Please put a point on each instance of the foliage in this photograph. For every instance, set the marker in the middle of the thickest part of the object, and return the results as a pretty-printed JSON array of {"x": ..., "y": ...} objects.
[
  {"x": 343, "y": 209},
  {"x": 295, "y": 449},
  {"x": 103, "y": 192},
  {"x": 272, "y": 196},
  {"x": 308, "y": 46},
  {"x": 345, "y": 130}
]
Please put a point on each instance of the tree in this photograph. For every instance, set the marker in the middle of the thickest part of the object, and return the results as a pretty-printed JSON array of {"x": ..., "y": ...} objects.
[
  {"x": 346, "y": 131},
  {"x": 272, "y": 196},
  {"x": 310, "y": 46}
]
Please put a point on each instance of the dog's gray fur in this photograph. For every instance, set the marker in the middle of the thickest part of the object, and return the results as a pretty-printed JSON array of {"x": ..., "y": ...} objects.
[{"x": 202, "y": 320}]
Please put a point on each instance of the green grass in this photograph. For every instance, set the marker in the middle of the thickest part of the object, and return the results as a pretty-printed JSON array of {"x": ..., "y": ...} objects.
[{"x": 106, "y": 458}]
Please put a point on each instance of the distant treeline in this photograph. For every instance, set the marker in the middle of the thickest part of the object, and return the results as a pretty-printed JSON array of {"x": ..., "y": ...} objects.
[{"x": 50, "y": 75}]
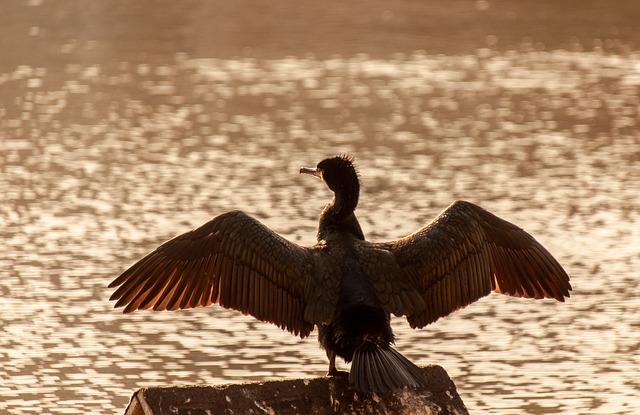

Problem:
Give back the listing exactly, without a single picture.

Result of the exercise:
Please put a point on each instance of the foliage in this photograph. For every instance, set the marker in the middle of the thickest part of the object, and return the results as a pretty-printed JSON array of {"x": ..., "y": ...} objects.
[
  {"x": 343, "y": 209},
  {"x": 295, "y": 449},
  {"x": 103, "y": 192},
  {"x": 272, "y": 196},
  {"x": 308, "y": 46},
  {"x": 345, "y": 130}
]
Please put a point on each instance of the tree in this photograph. For every instance, set the marker in the middle of the thickest part of the object, and return the results as a pretty-printed JSON array of {"x": ..., "y": ...} objects.
[
  {"x": 346, "y": 131},
  {"x": 272, "y": 196},
  {"x": 310, "y": 46}
]
Please put a point on each instance of the dog's gray fur in this photograph. For every instance, set the marker in the middle of the thickest part of the object, and return the results as a pretty-printed JSON array of {"x": ..., "y": ...} objects.
[{"x": 202, "y": 320}]
Please put a point on each instance of the green grass in this photograph. For every instance, set the marker in the middle of the thickest part of the object, and return the results as a pretty-printed JSON array of {"x": ..., "y": ...} objects.
[{"x": 106, "y": 458}]
Please put a point on each instance of the distant treeline in this photograph. For every instance, set the marker in the middle of the thickest part of the object, and return the results as a pretty-printed JSON array of {"x": ..., "y": ...} objects.
[{"x": 50, "y": 75}]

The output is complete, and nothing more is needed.